(EXTRACTED TEXT Opens)

AT&T may be flexing its lobbying muscle in next year's Indiana General Assembly session to put one of the finishing touches on telecommunications deregulation in the state and to limit the reach of a university consortium's super-high-speed fiber optic network.
AT&T within its traditional franchise territories remains a "carrier of last resort" under state regulations, which mandates it provide service to all rural customers no matter what the cost, AT&T Indiana President George Fleetwood said.
The requirement is one of the last vestiges of telecom regulation in the state, which became largely deregulated under a bill that won approval in the General Assembly five years ago.
Fleetwood argued in briefings with region news outlets Thursday that customers in far-flung rural areas now have a number of options when it comes to telephone and Internet service.
"We just believe there are enough alternatives out there today," Fleetwood said. "And I'm not saying we will abandon anyone. We won't be ripping lines out of people's homes."
The Indiana Telecommunications Association will be involved in formulating legislation on the carrier-of-last-resort issue, association President John Koppin said.
He acknowledged there may have to be some provision made if there are isolated pockets left in Indiana where residents truly don't have a choice. Allowing state regulators to pick one carrier for that area or putting all such areas up for bid as a block may be possible solutions, Koppin said.
The second item on AT&T's legislative to-do list involves the I-Light network run by Indiana University, with more than three dozen Indiana colleges and universities as members. The super-high-speed fiber optic network can transmit huge bundles of data at speeds of up to 10 gigabit.
It started as a network to connect colleges and universities involved in data-intensive research but is expanding its outreach to schools, hospitals, government and even businesses, Fleetwood said.
He argued that outreach represents unfair competition for AT&T and other telecom providers because as a university-based system it receives state subsidies and tax exemptions.
"We are saying they can carry the traffic they are carrying, but let's not have mission creep," Fleetwood said.
I-Light is in fact just one small part of a larger push by educational institutions nationwide to serve a broader base of customers with their high-speed networks, Koppin said. It's a fuzzy area because it can be argued that institutions such as hospitals and even prominent drugmakers have an educational role.
But the telecom industry cannot afford to let a giant segment of the high-speed data market go to state-sponsored networks if the industry is to thrive and grow, Koppin said.

(EXTRACTED TEXT Closes)

__REQUIRED ACTION A__.
In the AT&T lobbying article, which university runs the I-Light network?
__REQUIRED ACTION B__.
Transcribe the AT&T lobbying article, beginning at the words "It started as" and stopping after "an educational role.".

(DATA SECTION Opens)

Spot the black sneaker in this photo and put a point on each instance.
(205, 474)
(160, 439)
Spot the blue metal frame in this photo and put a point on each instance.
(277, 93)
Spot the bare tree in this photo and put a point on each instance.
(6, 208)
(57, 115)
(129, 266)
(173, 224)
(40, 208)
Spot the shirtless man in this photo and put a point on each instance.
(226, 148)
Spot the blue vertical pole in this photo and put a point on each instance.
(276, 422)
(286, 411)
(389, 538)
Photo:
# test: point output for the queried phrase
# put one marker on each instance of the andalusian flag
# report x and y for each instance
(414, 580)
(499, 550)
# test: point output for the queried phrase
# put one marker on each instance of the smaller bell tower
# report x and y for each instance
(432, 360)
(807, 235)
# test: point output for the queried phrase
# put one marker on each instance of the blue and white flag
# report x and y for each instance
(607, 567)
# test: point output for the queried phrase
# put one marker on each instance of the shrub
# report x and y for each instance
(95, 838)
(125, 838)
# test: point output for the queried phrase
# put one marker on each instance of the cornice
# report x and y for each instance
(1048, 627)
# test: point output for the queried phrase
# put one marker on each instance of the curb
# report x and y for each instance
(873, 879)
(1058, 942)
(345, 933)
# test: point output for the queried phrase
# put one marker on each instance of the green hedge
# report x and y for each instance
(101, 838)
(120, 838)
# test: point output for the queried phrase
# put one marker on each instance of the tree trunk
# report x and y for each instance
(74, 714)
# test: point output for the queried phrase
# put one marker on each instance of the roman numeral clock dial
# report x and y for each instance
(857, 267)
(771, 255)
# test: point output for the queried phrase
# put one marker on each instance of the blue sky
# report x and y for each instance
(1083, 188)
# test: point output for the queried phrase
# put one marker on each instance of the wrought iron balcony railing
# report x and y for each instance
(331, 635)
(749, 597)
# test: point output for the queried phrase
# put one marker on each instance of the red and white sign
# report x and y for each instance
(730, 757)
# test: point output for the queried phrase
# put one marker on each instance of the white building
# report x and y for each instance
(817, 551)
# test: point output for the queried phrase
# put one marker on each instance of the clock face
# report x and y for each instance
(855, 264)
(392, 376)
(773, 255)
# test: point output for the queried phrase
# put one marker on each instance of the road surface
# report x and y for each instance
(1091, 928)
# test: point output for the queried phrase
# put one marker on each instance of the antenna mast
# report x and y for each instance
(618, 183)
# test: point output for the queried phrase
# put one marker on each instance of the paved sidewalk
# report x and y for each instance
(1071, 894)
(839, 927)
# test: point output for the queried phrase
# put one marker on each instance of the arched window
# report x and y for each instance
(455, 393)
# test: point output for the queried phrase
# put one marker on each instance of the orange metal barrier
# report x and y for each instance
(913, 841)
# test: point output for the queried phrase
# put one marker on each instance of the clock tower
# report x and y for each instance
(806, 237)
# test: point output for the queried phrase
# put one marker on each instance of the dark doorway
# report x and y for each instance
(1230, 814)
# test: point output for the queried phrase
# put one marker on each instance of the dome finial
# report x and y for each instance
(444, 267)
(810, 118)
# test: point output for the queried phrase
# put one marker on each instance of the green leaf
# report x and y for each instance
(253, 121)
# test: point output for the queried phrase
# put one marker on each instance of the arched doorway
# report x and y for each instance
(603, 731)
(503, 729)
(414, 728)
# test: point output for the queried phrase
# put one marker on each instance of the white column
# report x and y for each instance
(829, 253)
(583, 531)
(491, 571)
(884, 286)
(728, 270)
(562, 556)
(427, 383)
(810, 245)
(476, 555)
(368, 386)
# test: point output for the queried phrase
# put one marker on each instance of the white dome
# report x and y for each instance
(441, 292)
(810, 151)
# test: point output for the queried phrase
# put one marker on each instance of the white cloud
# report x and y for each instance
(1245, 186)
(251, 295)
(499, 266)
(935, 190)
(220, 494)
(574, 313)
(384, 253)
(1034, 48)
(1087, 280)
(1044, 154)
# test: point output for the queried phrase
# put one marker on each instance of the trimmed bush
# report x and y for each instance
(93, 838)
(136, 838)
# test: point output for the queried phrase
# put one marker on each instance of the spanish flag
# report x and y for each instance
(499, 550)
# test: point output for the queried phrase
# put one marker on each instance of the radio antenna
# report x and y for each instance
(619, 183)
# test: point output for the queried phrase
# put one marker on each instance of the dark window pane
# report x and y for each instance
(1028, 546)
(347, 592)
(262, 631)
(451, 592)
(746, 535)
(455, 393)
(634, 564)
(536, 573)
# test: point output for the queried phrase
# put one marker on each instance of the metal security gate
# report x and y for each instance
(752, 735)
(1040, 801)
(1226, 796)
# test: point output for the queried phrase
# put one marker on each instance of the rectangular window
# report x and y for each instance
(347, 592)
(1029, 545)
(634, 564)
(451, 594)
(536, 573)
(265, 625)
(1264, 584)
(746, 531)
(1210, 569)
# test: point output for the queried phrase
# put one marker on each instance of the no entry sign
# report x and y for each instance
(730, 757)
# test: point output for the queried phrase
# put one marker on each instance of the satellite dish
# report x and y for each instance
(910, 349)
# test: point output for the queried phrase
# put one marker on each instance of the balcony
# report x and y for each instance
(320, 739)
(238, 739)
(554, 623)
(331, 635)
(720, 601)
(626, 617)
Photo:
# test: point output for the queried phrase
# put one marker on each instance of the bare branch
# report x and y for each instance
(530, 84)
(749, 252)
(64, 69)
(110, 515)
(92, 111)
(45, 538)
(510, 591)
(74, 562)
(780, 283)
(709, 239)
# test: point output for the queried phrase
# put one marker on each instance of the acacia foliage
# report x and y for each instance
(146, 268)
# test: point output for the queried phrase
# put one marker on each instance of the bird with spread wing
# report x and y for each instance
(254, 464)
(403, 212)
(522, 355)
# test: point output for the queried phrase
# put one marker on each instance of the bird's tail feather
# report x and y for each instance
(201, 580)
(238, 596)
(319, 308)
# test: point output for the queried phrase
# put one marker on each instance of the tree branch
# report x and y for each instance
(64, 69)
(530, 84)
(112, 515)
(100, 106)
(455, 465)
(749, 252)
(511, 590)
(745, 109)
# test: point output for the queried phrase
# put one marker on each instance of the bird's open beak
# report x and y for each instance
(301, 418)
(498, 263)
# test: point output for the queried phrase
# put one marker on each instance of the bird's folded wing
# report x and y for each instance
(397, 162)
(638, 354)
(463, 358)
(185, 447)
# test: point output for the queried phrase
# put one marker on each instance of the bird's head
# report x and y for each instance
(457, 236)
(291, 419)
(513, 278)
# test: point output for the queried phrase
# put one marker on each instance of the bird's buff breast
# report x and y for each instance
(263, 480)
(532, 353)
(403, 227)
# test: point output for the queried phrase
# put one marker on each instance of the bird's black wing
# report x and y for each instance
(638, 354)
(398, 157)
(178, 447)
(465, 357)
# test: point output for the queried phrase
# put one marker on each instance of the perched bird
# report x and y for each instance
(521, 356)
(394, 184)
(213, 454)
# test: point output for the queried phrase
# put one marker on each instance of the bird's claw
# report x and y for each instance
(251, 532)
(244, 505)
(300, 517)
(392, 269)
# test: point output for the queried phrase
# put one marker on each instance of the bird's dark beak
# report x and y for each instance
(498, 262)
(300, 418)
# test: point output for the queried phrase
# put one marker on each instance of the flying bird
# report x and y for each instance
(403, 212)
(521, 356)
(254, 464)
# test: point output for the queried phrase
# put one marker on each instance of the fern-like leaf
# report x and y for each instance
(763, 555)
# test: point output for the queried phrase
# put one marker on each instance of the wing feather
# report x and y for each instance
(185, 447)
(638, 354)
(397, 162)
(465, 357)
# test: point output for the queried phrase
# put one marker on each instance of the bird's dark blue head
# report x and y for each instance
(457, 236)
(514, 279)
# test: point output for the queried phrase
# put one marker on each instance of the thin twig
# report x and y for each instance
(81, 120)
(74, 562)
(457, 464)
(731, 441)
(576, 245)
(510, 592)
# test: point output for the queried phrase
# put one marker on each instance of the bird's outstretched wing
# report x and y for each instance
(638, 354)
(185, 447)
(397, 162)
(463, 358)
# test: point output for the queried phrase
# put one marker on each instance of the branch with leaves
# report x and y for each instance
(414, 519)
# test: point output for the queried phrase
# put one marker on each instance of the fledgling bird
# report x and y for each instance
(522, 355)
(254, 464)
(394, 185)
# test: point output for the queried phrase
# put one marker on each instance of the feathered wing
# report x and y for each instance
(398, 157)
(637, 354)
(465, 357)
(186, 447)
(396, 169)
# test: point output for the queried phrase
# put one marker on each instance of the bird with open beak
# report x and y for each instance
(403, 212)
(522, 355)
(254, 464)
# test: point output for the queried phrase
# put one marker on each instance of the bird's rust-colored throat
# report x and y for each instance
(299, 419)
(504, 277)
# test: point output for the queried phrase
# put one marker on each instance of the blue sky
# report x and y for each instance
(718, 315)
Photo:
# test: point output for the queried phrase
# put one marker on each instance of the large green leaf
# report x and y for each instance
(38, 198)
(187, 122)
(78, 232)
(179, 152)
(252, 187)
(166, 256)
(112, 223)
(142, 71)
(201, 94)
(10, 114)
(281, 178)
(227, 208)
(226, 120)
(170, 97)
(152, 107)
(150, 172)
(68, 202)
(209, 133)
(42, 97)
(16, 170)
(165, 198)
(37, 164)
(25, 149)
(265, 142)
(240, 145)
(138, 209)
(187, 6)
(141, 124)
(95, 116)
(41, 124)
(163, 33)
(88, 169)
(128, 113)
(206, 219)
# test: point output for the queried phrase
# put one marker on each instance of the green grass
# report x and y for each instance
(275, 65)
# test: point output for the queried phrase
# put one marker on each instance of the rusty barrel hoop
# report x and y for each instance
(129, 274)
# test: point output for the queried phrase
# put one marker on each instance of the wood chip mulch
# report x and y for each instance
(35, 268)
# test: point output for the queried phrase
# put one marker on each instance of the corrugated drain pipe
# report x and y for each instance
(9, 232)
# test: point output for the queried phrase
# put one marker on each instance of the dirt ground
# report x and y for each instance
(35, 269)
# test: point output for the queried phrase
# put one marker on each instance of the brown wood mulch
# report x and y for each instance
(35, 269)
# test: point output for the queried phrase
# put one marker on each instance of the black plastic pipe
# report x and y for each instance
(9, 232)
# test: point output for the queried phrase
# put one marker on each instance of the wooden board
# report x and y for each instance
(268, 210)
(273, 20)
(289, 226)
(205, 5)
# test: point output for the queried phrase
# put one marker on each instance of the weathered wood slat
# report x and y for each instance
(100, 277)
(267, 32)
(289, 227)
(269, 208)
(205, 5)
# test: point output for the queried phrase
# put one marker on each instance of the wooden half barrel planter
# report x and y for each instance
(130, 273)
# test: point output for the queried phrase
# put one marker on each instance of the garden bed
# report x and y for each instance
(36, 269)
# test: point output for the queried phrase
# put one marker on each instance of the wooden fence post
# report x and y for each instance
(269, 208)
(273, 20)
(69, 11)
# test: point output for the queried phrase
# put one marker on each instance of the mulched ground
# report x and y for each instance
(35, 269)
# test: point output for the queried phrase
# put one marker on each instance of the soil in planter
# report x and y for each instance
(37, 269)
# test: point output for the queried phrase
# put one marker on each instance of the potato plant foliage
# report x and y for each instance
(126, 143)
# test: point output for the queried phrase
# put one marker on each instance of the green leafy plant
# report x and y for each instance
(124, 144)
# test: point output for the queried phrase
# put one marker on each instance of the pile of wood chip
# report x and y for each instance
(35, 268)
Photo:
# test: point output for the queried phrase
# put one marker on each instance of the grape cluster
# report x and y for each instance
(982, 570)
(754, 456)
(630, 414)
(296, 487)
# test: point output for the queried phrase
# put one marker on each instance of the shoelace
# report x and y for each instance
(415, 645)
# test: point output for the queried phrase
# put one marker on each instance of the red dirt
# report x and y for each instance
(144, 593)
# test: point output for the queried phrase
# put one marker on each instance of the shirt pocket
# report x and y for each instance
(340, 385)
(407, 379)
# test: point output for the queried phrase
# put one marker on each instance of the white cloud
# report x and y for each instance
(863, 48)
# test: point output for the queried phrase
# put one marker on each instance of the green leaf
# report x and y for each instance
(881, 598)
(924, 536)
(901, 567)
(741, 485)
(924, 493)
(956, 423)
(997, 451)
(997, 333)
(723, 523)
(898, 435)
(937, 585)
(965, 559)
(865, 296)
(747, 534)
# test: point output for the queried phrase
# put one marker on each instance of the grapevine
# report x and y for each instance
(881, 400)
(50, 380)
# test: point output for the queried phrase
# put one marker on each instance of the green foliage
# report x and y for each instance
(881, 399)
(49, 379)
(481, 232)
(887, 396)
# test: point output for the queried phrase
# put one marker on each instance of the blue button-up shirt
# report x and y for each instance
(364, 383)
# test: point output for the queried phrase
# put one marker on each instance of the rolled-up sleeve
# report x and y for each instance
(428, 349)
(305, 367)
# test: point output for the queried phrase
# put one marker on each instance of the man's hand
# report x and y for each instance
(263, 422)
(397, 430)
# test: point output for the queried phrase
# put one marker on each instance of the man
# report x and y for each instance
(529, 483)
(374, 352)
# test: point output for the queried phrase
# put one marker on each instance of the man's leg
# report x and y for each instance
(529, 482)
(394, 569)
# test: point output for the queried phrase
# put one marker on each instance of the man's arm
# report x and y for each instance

(DATA SECTION Closes)

__RESPONSE BOX A__.
Indiana University

__RESPONSE BOX B__.
It started as a network to connect colleges and universities involved in data-intensive research but is expanding its outreach to schools, hospitals, government and even businesses, Fleetwood said.
He argued that outreach represents unfair competition for AT&T and other telecom providers because as a university-based system it receives state subsidies and tax exemptions.
"We are saying they can carry the traffic they are carrying, but let's not have mission creep," Fleetwood said.
I-Light is in fact just one small part of a larger push by educational institutions nationwide to serve a broader base of customers with their high-speed networks, Koppin said. It's a fuzzy area because it can be argued that institutions such as hospitals and even prominent drugmakers have an educational role.